Nella fattispecie, la Corte di merito ha, con motivazione congrua, condiviso quanto già appurato dal primo giudice in base all’istruttoria svolta, vale a dire che i dipendenti della società appellata svolgevano l’attività lavorativa indifferentemente anche per altre società, proprietarie di diverse cave, venendo adibiti promiscuamente ai lavori che si eseguivano nelle varie cave facenti capo a diverse società, a seconda delle esigenze dell’una o dell’altra, società facenti tutte capo ad un’altra avente sede in (OMISSIS) e nei cui uffici confluiva tutta l’attività amministrativa.

A riprova di ciò la Corte ha evidenziato che i dipendenti venivano trasportati alla cava col mezzo di altra società e che tutta l’organizzazione burocratica amministrativa relativa alla gestione delle ferie, delle assenze per malattia, delle dimissioni e dei licenziamenti faceva capo ad un unico ufficio di (OMISSIS) della società denominata “Luciano”.

* Sul compito: Trascrivi dall'estratto, senza modifiche, la parte che si apre con le parole contenenti "Nella fattispecie, la" e si chiude con "tutta l’attività amministrativa.". Le voci non hanno alcun ruolo in questo.

* Voci fornite:
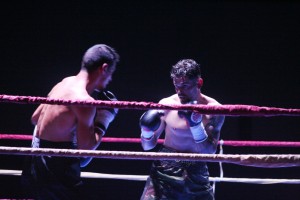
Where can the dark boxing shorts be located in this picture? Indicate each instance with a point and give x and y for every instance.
(51, 177)
(175, 179)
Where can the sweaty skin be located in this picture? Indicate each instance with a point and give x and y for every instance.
(177, 133)
(60, 123)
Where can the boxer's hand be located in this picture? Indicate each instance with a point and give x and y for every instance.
(150, 122)
(104, 116)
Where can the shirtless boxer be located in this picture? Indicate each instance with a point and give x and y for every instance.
(185, 132)
(70, 127)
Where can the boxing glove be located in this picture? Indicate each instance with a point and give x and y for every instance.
(150, 122)
(194, 120)
(104, 116)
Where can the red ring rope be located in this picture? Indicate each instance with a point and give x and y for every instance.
(231, 110)
(267, 161)
(137, 140)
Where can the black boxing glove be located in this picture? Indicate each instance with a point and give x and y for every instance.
(150, 122)
(104, 116)
(194, 120)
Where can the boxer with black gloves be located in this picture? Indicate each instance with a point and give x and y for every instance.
(185, 131)
(150, 122)
(69, 127)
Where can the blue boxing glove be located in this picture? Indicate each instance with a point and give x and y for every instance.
(194, 120)
(104, 116)
(150, 122)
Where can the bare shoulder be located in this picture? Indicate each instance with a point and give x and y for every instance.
(210, 101)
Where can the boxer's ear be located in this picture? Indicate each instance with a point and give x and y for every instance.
(200, 82)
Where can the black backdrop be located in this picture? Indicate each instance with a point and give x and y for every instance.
(249, 54)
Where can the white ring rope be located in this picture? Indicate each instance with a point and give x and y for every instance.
(144, 178)
(261, 160)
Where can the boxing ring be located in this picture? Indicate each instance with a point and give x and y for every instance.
(253, 160)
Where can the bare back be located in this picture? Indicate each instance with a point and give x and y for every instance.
(59, 122)
(177, 133)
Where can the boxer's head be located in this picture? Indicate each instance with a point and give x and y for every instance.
(187, 79)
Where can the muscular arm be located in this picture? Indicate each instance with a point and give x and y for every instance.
(35, 116)
(213, 129)
(149, 144)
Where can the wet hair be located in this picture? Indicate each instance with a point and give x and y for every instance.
(97, 55)
(186, 68)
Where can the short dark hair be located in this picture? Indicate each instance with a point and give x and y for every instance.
(98, 55)
(186, 68)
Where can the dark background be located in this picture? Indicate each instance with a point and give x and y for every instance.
(249, 53)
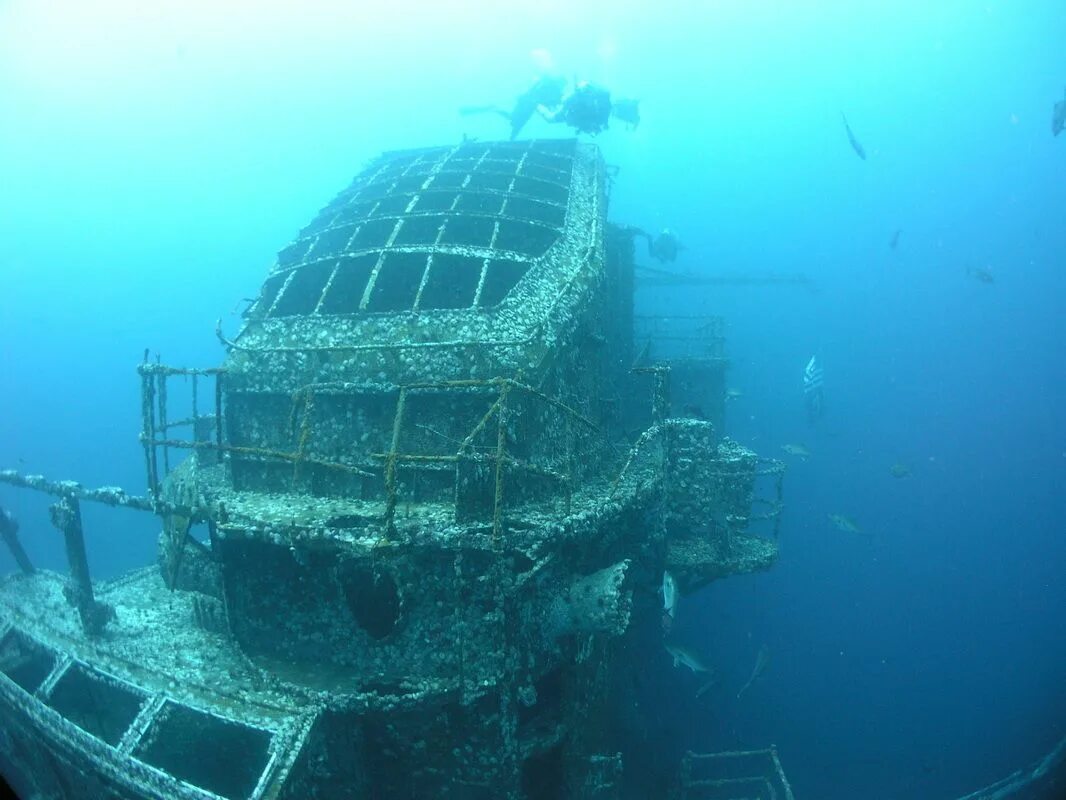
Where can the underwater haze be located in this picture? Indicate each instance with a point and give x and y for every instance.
(155, 158)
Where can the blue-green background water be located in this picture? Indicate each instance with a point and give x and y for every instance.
(152, 160)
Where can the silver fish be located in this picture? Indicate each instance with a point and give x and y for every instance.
(851, 138)
(684, 656)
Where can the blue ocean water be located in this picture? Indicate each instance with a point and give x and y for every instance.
(154, 160)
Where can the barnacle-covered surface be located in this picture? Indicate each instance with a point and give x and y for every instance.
(435, 489)
(443, 264)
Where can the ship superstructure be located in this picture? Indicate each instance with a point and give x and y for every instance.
(414, 522)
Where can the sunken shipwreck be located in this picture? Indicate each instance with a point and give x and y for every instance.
(412, 528)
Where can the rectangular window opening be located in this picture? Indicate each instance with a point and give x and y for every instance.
(25, 661)
(452, 282)
(97, 705)
(398, 282)
(217, 754)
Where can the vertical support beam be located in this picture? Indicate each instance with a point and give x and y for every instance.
(390, 465)
(161, 380)
(148, 428)
(501, 456)
(9, 531)
(66, 516)
(195, 404)
(660, 398)
(217, 412)
(305, 437)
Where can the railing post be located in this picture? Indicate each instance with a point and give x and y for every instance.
(9, 531)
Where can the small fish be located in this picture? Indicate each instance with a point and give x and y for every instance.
(981, 273)
(899, 470)
(798, 450)
(844, 523)
(761, 661)
(683, 656)
(851, 138)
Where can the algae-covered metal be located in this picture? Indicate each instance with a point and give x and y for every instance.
(424, 511)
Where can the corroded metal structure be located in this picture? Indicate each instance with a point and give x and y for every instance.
(424, 508)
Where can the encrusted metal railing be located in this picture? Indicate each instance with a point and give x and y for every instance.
(735, 774)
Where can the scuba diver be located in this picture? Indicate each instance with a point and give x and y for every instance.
(665, 246)
(547, 91)
(9, 534)
(586, 109)
(628, 110)
(812, 392)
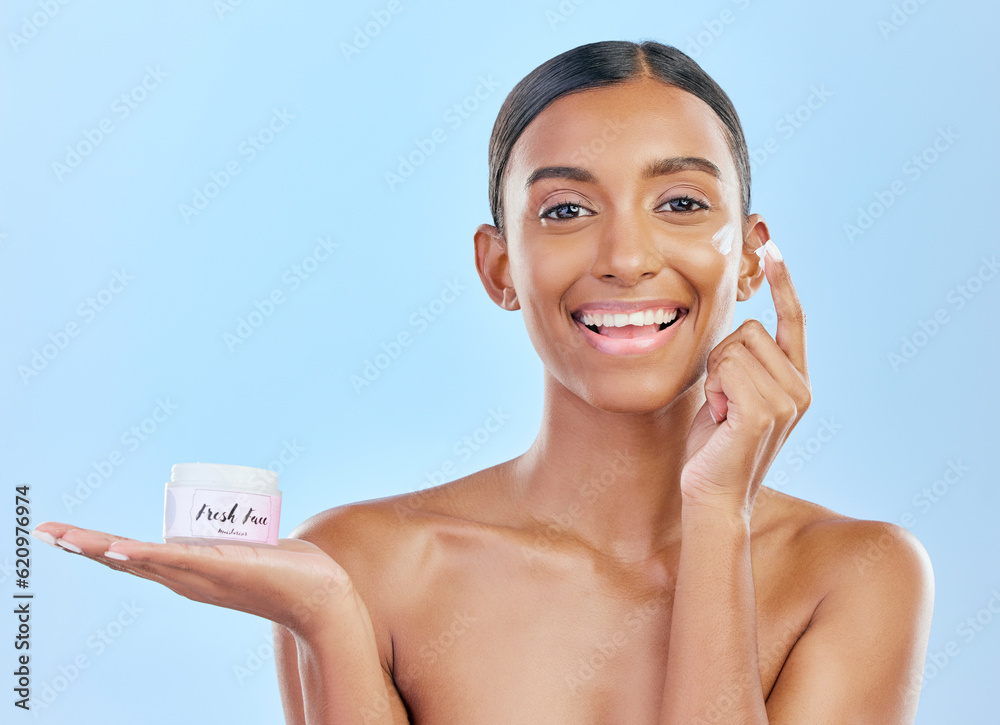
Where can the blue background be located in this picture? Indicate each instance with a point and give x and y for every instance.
(896, 76)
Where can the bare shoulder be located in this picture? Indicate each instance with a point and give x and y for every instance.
(846, 551)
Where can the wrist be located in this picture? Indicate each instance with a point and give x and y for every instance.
(327, 611)
(715, 510)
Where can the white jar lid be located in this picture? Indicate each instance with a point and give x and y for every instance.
(224, 475)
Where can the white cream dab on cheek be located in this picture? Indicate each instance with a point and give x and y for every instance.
(723, 239)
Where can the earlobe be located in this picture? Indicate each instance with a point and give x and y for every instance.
(492, 263)
(751, 274)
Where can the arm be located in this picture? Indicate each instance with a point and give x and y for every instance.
(861, 658)
(712, 670)
(344, 680)
(335, 675)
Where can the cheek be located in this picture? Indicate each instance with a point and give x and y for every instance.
(724, 239)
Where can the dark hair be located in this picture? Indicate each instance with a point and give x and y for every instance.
(599, 64)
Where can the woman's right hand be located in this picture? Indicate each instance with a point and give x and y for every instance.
(295, 583)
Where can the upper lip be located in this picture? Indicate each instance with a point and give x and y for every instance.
(627, 306)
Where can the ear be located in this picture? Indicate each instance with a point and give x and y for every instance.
(493, 265)
(751, 274)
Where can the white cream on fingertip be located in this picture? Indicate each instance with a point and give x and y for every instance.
(723, 239)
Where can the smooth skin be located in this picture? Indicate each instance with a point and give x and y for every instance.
(629, 567)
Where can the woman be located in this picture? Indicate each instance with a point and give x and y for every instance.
(628, 567)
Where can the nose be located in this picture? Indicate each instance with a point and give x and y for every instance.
(627, 251)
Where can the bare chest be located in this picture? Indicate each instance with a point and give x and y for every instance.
(495, 640)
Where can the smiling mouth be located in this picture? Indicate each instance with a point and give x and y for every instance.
(608, 326)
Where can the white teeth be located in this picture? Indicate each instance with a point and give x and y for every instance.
(642, 317)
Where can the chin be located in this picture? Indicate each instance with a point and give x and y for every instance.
(630, 394)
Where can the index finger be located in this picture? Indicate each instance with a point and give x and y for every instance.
(791, 332)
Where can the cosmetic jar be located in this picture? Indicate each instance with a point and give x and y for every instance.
(215, 503)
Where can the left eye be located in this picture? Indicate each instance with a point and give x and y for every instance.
(685, 204)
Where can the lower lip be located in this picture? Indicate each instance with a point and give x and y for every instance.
(630, 346)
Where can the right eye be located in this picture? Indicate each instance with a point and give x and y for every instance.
(565, 210)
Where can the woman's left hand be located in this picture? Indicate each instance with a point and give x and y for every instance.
(757, 388)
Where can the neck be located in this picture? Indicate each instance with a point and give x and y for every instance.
(610, 480)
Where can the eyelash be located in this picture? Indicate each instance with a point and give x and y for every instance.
(685, 198)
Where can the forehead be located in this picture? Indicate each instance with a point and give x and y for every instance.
(634, 121)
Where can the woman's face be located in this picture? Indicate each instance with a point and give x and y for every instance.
(623, 200)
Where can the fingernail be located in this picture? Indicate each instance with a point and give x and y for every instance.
(43, 536)
(773, 250)
(69, 546)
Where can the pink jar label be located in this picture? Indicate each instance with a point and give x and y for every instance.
(219, 514)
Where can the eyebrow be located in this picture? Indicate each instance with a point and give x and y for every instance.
(658, 167)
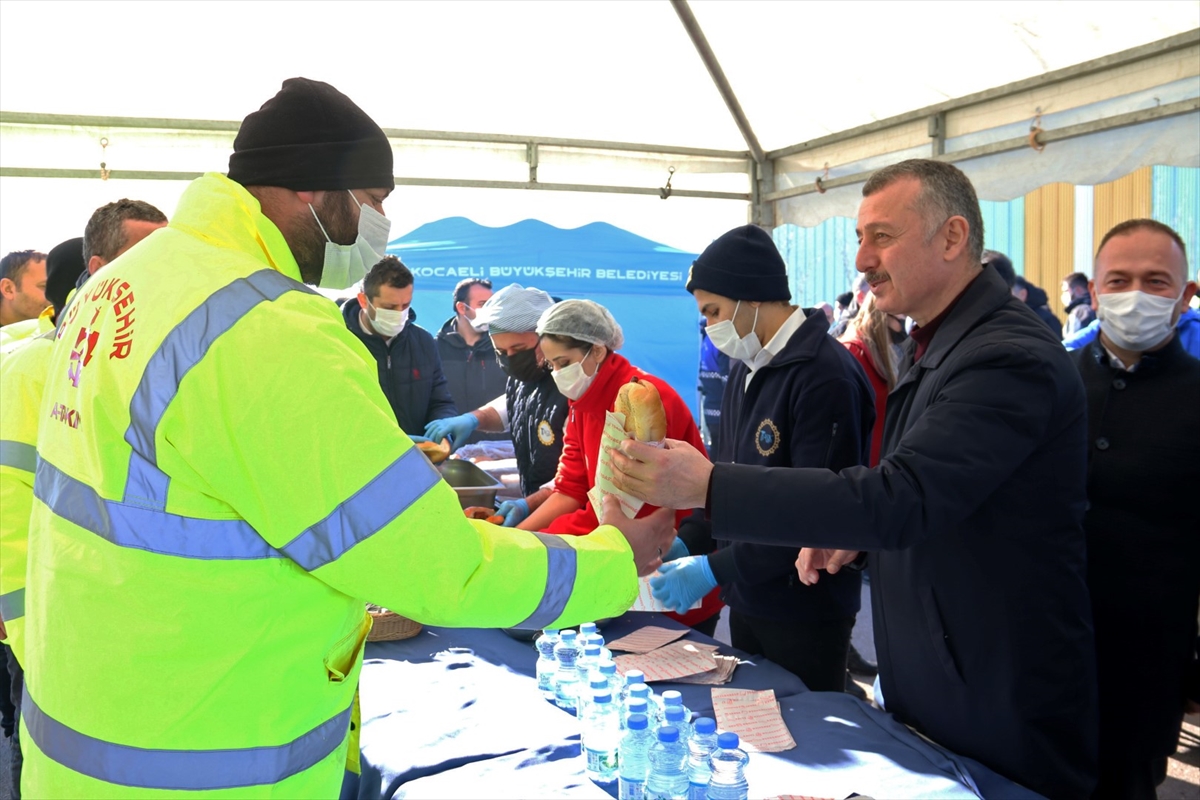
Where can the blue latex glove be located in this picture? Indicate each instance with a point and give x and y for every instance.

* Risposta:
Nella fattispecie, la Corte di merito ha, con motivazione congrua, condiviso quanto già appurato dal primo giudice in base all’istruttoria svolta, vale a dire che i dipendenti della società appellata svolgevano l’attività lavorativa indifferentemente anche per altre società, proprietarie di diverse cave, venendo adibiti promiscuamente ai lavori che si eseguivano nelle varie cave facenti capo a diverse società, a seconda delle esigenze dell’una o dell’altra, società facenti tutte capo ad un’altra avente sede in (OMISSIS) e nei cui uffici confluiva tutta l’attività amministrativa.